**Exercise aim**
Output the data once more, exactly as given.

[Dataset entries]
· · · · ·

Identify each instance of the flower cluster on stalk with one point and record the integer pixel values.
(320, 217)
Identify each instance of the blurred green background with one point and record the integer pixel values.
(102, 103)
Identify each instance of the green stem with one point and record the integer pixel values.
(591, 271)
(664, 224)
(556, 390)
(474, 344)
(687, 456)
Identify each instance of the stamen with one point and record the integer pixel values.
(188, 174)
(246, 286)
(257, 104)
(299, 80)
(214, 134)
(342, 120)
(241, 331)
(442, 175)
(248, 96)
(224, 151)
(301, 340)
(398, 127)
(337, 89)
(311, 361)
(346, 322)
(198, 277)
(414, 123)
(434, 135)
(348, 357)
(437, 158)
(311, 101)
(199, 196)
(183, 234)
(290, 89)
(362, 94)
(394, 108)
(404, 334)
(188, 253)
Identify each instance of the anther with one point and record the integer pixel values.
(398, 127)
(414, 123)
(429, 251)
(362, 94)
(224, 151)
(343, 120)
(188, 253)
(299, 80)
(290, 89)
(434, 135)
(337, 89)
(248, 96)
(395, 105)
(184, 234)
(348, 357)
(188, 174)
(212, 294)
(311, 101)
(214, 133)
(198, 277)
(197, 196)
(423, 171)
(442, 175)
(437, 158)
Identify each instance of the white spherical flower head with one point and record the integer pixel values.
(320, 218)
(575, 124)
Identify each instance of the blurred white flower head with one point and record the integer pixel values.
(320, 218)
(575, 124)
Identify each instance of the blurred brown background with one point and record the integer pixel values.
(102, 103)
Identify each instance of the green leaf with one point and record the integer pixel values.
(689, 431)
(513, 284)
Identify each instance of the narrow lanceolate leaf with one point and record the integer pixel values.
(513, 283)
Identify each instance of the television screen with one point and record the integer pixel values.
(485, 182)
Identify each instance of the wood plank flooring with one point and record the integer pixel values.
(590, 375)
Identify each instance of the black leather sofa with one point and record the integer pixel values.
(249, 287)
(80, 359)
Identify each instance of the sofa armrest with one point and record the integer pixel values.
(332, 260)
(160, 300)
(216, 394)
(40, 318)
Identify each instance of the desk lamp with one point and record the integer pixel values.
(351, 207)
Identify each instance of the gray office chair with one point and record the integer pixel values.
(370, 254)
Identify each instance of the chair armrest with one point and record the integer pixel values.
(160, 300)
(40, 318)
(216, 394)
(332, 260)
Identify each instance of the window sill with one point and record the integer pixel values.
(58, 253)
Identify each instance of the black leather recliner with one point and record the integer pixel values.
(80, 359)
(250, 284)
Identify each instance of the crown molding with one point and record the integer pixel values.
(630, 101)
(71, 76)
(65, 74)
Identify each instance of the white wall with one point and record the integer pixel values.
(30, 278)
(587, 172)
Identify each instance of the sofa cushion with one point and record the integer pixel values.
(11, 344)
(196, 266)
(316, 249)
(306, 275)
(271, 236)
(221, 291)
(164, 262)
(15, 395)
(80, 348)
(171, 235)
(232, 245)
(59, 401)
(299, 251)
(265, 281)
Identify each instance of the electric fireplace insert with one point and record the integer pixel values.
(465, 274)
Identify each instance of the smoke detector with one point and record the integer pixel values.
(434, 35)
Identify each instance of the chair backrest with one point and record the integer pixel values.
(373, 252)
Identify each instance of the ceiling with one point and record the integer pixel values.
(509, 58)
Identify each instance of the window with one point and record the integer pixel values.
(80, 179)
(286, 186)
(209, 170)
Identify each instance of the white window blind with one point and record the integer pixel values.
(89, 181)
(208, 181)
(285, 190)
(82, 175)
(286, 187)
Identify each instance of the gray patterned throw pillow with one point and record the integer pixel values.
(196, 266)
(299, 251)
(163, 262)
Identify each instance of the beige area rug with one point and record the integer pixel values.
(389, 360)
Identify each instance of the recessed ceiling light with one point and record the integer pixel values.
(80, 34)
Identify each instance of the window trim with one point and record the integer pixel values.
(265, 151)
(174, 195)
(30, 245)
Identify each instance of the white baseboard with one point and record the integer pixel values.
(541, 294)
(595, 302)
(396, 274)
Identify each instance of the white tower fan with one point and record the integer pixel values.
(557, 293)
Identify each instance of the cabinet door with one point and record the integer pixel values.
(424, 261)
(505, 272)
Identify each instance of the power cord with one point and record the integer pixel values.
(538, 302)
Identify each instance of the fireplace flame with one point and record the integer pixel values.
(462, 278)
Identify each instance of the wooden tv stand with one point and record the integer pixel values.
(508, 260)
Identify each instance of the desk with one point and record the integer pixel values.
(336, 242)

· · · · ·

**Solution to this problem**
Identify each instance of the flower cluster on stalk with one point and record the integer pixel values.
(320, 217)
Identify each instance of the blurred green background with one point and record the integer pixel values.
(102, 103)
Identify each instance of the green stem with one point and record the integer pixel values.
(591, 271)
(664, 224)
(556, 390)
(474, 344)
(687, 456)
Identify each instance of the stamen with one point and record the integer pixel values.
(188, 174)
(246, 286)
(257, 104)
(299, 80)
(214, 134)
(342, 120)
(241, 331)
(442, 175)
(248, 96)
(224, 151)
(301, 340)
(398, 127)
(337, 89)
(311, 361)
(346, 322)
(198, 277)
(414, 123)
(434, 135)
(348, 357)
(437, 158)
(311, 101)
(199, 196)
(183, 234)
(290, 89)
(362, 94)
(394, 108)
(404, 334)
(188, 253)
Identify each instance of the anther with one point and record the integer pixel values.
(398, 127)
(414, 123)
(429, 251)
(362, 94)
(224, 151)
(343, 120)
(188, 253)
(299, 80)
(290, 89)
(434, 135)
(337, 89)
(248, 96)
(395, 105)
(184, 234)
(348, 357)
(188, 174)
(212, 294)
(311, 101)
(214, 133)
(198, 277)
(197, 196)
(423, 171)
(442, 175)
(437, 158)
Identify each instance of the white spherical flower head with one point and record the integer pixel values.
(320, 218)
(575, 124)
Identify each instance of the blurred white flower head with one point and record the integer pixel values.
(320, 218)
(575, 124)
Identify each instance of the blurred brown background with one point and record the integer pixel values.
(102, 103)
Identify each instance of the green leaf with one point and record the integer pixel values.
(689, 431)
(513, 284)
Identify each instance of the narrow lanceolate leaf with one point and record the integer pixel values.
(513, 283)
Identify each instance of the television screen with one point and record the integer pixel values.
(485, 182)
Identify each instance of the wood plank flooring with one point and record the integer pixel values.
(590, 375)
Identify each instance of the black leather sofa with one point and record the integer pixel values.
(249, 287)
(80, 359)
Identify each instance of the sofa armrest with one point and record the integer pixel values.
(332, 260)
(160, 300)
(216, 394)
(40, 318)
Identify each instance of the desk lamp with one point and record the integer pixel values.
(351, 207)
Identify each instance of the gray office chair with one point and record the integer pixel values.
(370, 254)
Identify each instance of the chair armrest with one point and record the integer pixel values.
(160, 300)
(40, 318)
(216, 394)
(332, 260)
Identify each instance of the window sill with one point and record the integer pixel values.
(58, 253)
Identify each instance of the black leather recliner with one point and record the integer pixel values.
(80, 359)
(250, 284)
Identify each instance of the crown molding with one point and record the integer pixel values.
(630, 101)
(71, 76)
(65, 74)
Identify each instance of the white wall with one point and record the integer pixel values.
(30, 278)
(587, 172)
Identify each instance of the sofa cushion with one point and record the integer pixel values.
(11, 344)
(196, 266)
(316, 249)
(306, 275)
(271, 236)
(221, 291)
(164, 262)
(15, 395)
(80, 348)
(171, 235)
(232, 245)
(59, 401)
(299, 251)
(265, 281)
Identify each instance of the electric fireplace insert with one point and record the integer pixel values.
(465, 274)
Identify each instance of the smoke detector with one point and record the integer pixel values.
(434, 35)
Identify each instance of the chair backrest with one point and record the integer pixel values.
(373, 252)
Identify each instance of the ceiling with one point and record the integer pixel values.
(509, 58)
Identify each instance of the window with one point and record the integer pixel values.
(80, 179)
(286, 186)
(209, 170)
Identify each instance of the white window blind with one point and record the integer pixel values.
(89, 181)
(208, 181)
(285, 190)
(82, 175)
(286, 187)
Identify each instance of the gray patterned throw pillow with one point and record the integer pixel values.
(196, 266)
(299, 251)
(163, 262)
Identify each instance of the beige area rug with one point and record the integer pixel values.
(389, 360)
Identify each instance of the recessed ceiling light with one point and record the integer pixel values.
(80, 34)
Identify each instance of the window trim with one point and record the integer pixel values.
(265, 151)
(174, 195)
(30, 245)
Identify each instance of the white baseboard with one point and record the integer pixel values.
(541, 294)
(595, 302)
(396, 274)
Identify each instance of the white tower fan with one point and record the integer pixel values.
(557, 293)
Identify each instance of the cabinet door with one point and record the integer pixel values.
(424, 261)
(505, 272)
Identify each instance of the power cord with one point and record the integer pixel values.
(538, 302)
Identify each instance of the fireplace flame with one point and record the integer pixel values.
(462, 278)
Identify each instance of the wooden tv stand with one point and record the integer pixel values.
(508, 260)
Identify each instance of the desk with one point and record the integer pixel values.
(336, 242)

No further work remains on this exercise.